# WHAT THE TASK REQUIRES
Give an exact copy of the data that follows, but none of its pictures.

# INPUT DATA
━━━━━━━━━━━━━━━━

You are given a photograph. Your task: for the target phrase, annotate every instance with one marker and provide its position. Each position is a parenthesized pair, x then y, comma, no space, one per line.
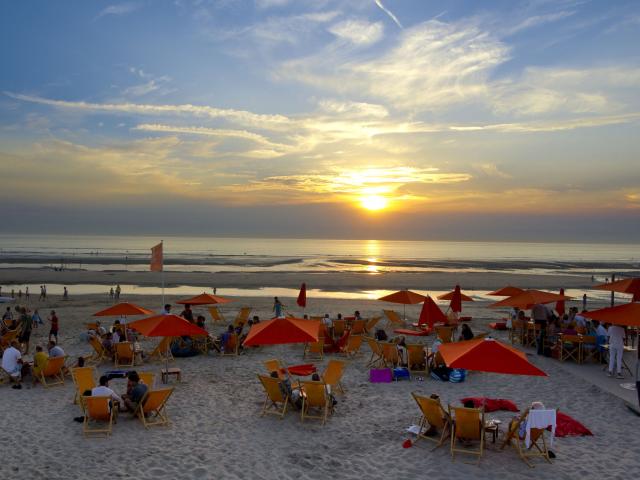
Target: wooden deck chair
(125,355)
(84,378)
(570,348)
(370,326)
(152,410)
(445,333)
(314,350)
(468,425)
(52,372)
(394,318)
(333,374)
(148,378)
(390,355)
(276,400)
(242,317)
(338,328)
(433,415)
(357,327)
(352,348)
(377,357)
(537,436)
(417,359)
(162,350)
(231,347)
(216,315)
(97,411)
(99,353)
(315,397)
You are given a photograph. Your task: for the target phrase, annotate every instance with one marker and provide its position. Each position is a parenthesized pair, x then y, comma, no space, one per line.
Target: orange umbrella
(528,298)
(123,309)
(626,314)
(279,331)
(630,286)
(507,291)
(487,355)
(560,304)
(431,314)
(204,299)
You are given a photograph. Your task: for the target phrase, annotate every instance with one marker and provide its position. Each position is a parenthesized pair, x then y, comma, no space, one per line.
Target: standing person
(277,307)
(53,318)
(616,336)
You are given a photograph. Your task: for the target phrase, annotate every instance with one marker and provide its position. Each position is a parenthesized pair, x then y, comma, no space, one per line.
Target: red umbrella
(487,355)
(121,309)
(283,330)
(302,296)
(431,314)
(560,304)
(204,299)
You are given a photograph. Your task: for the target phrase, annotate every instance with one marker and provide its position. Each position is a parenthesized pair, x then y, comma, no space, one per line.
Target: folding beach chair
(433,415)
(152,409)
(467,425)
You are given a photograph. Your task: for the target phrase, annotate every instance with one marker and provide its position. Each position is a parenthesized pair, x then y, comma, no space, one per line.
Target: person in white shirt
(12,363)
(103,390)
(616,349)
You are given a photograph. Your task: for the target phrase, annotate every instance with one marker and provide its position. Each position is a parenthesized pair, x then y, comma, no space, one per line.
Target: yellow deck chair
(276,400)
(357,327)
(97,410)
(216,315)
(537,440)
(371,324)
(162,350)
(352,348)
(242,317)
(84,378)
(99,353)
(390,355)
(152,410)
(433,415)
(52,373)
(417,358)
(148,378)
(394,318)
(315,397)
(125,355)
(468,425)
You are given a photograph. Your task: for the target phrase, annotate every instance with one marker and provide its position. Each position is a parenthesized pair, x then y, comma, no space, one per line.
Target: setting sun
(374,202)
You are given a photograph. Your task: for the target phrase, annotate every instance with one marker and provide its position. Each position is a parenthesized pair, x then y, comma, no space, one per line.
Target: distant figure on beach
(277,307)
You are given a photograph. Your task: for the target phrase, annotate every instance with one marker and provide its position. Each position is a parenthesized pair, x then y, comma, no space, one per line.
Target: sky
(389,119)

━━━━━━━━━━━━━━━━

# REPLY
You are given a photograph. Your task: for the target phrase, annotate every instance with one marker and provide its position. Each position is a parenthesized pair, x then y, comma, no space, one per line.
Target: wooden deck chair
(125,355)
(84,378)
(570,348)
(370,326)
(152,410)
(445,333)
(314,350)
(468,425)
(52,372)
(394,318)
(333,374)
(148,378)
(390,355)
(276,400)
(242,317)
(338,328)
(433,415)
(357,327)
(352,348)
(377,357)
(537,436)
(417,359)
(162,350)
(231,347)
(216,315)
(97,411)
(99,353)
(315,397)
You are given a photograph. Your task: for the target phrase, annotate every instance with one marker and provide its position. Each position is a parenthesized pair, x then y, comma, no space, one per line.
Target: orange umbrella
(528,298)
(123,309)
(626,314)
(279,331)
(630,286)
(507,291)
(487,355)
(560,304)
(431,314)
(204,299)
You are given a photograph. Your task: for the target phrase, annotate every instance with one marker and provide its position. Each position is a parenthesized pair, x then y, comma, no space, one per line.
Target: standing person
(277,307)
(53,318)
(616,336)
You are given a photograph. Your task: for the target phrase, annotate every instance with one marker and provide its position. Each position is a parenthesized pair, x then y, comma, no space, one per line.
Target: red umbrella
(487,355)
(121,309)
(283,330)
(302,296)
(431,314)
(560,304)
(204,299)
You are given a photograph. Your task: for the target phrase, annotate every instance with one marker and provide its position. Each position is a parenthesized pair, x then y, comma, no space, one per line.
Target: folding beach chair
(433,415)
(152,409)
(467,425)
You are given a photograph. Your task: for the target phrase, annotate every instance with one marker and provide its position. Each position is a parenthesized pair, x then y, comma, no space, one per line.
Target: person in white shirt
(12,363)
(103,390)
(616,349)
You are given a photograph. Your task: for the target phrase, annotate every instance with one marker and provide its position. Each position is a parenthesized pair, x then y, comma, no space, one per line.
Target: yellow deck chair
(276,400)
(357,327)
(97,410)
(216,315)
(537,440)
(371,324)
(162,350)
(352,348)
(242,317)
(84,378)
(99,353)
(390,355)
(152,410)
(433,415)
(52,373)
(417,358)
(148,378)
(394,318)
(315,397)
(125,355)
(468,425)
You are given a photograph. Your task: for the target phrase, annotate every instance with one marker and provide its position. Each position is a parenthesized pair, x then y, comma, no space, one per line.
Target: setting sun
(374,202)
You are given a photograph. Your task: for the target phrase, annotate every instance with one marker and provide its position. Each position is a parenthesized pair, x then y, comma, no space, one per line.
Target: distant figure on beach
(277,307)
You are given a photograph. Your task: for the target phrase, annotate every instance with one marker and provide its position. Each position is a parenthesized pair, x then y, comma, no space, one per line.
Target: sky
(389,119)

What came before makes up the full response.